Flexibility and pandemic readiness go hand in hand. By designing health care facilities with adaptability in mind, we can ensure that they can respond to unforeseen challenges, such as pandemics, natural disasters, civil defense, without compromising patient care. This includes designing spaces that can be easily reconfigured, incorporating infection control measures, and implementing robust technology infrastructure to support telehealth and remote care.
For several years, HKS has been leveraging our FleXX research efforts with the Center for Advanced Design Research and Evaluation (CADRE). The FleXX framework outlines key attributes of a versatility, modifiability, convertibility and scalability and can be used to design health care projects of various types, including outpatient settings and hospitals experiencing pandemic surges. Since the onset of the COVID-19 pandemic, we’ve also conducted extensive research into how to improve hospital resilience in the face of pandemics, applying our findings to health projects globally.
What drives your passion for designing health facilities that can address the challenges of today and anticipate the needs of the future?

_Required tasks_
1 – Revise the passage on flexible health care design from "For several years, HKS" up to and including "health projects globally.", replacing "hospital resilience" with "facility resilience".
2 – Go on with the passage on flexible health care design from the point where it stops.

Collected data entries
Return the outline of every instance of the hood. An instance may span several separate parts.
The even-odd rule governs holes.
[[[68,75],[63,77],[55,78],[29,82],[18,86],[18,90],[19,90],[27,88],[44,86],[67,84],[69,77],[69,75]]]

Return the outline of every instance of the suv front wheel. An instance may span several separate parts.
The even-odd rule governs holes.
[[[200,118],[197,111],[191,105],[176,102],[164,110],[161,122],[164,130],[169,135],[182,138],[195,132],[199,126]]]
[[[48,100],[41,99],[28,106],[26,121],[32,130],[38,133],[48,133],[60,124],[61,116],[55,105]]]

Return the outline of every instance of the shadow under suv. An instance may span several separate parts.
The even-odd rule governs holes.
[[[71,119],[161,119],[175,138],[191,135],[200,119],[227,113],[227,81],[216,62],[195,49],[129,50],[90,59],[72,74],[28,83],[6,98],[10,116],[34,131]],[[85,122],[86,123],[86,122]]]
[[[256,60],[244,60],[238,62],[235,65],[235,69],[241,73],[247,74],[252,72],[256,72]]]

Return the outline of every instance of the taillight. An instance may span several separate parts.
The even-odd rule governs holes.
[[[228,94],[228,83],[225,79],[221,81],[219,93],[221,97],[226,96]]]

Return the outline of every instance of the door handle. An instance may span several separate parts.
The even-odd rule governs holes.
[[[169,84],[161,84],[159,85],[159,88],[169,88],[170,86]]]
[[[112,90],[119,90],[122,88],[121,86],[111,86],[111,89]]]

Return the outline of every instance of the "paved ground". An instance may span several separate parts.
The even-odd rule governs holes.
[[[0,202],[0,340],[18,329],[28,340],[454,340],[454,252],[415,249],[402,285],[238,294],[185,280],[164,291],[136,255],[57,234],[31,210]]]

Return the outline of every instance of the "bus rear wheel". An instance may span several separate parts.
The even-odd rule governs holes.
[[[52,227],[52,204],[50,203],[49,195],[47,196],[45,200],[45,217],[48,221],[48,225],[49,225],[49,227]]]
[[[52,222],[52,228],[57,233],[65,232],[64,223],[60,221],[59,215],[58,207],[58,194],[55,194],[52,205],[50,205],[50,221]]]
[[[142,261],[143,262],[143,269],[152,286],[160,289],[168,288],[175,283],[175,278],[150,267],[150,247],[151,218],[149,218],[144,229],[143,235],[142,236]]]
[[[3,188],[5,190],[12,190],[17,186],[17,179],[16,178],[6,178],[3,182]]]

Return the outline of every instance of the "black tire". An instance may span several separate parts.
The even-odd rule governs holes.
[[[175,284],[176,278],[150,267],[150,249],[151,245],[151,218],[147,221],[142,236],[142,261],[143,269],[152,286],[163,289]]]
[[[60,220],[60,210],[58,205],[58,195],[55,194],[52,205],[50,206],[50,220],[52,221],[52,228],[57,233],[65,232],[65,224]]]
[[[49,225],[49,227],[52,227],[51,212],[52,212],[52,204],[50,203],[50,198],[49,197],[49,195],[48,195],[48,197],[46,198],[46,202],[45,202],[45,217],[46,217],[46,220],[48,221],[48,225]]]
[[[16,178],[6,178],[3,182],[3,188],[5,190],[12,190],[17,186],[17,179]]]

_Task-by-task results_
1 –
For several years, HKS has been leveraging our FleXX research efforts with the Center for Advanced Design Research and Evaluation (CADRE). The FleXX framework outlines key attributes of a versatility, modifiability, convertibility and scalability and can be used to design health care projects of various types, including outpatient settings and hospitals experiencing pandemic surges. Since the onset of the COVID-19 pandemic, we’ve also conducted extensive research into how to improve facility resilience in the face of pandemics, applying our findings to health projects globally.

2 –
The opportunity to make a positive impact on people’s lives is what drives my passion for health care design. By creating facilities that are patient-centric, efficient and responsive to industry trends, we can contribute to better outcomes for patients, health care providers, and communities as a whole. It is fulfilling to design spaces that support healing, promote well-being, and enable the delivery of high-quality care.
At HKS, I am fortunate to have the opportunity to work among people who share these values and work hard to improve the lives of people who encounter the places we design. Through our Health practice and our Citizen HKS initiative, we strive to provide places that enhance the well-being of communities around the world.